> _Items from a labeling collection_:
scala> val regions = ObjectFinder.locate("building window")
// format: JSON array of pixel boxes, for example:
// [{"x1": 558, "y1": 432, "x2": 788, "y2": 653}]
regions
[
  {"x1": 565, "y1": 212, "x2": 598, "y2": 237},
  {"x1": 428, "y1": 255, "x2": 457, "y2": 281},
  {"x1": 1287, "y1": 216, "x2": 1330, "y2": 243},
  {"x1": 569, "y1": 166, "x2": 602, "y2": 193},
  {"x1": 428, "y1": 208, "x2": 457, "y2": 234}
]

> _What the task requires_:
Reproduce the records above word for word, in full.

> _Complete answer_:
scala> val regions = ObjectFinder.locate("building window")
// format: JSON array of pixel boxes, for example:
// [{"x1": 558, "y1": 432, "x2": 788, "y2": 653}]
regions
[
  {"x1": 565, "y1": 212, "x2": 598, "y2": 237},
  {"x1": 428, "y1": 255, "x2": 457, "y2": 281},
  {"x1": 1287, "y1": 216, "x2": 1330, "y2": 243},
  {"x1": 569, "y1": 166, "x2": 602, "y2": 193},
  {"x1": 428, "y1": 208, "x2": 457, "y2": 234}
]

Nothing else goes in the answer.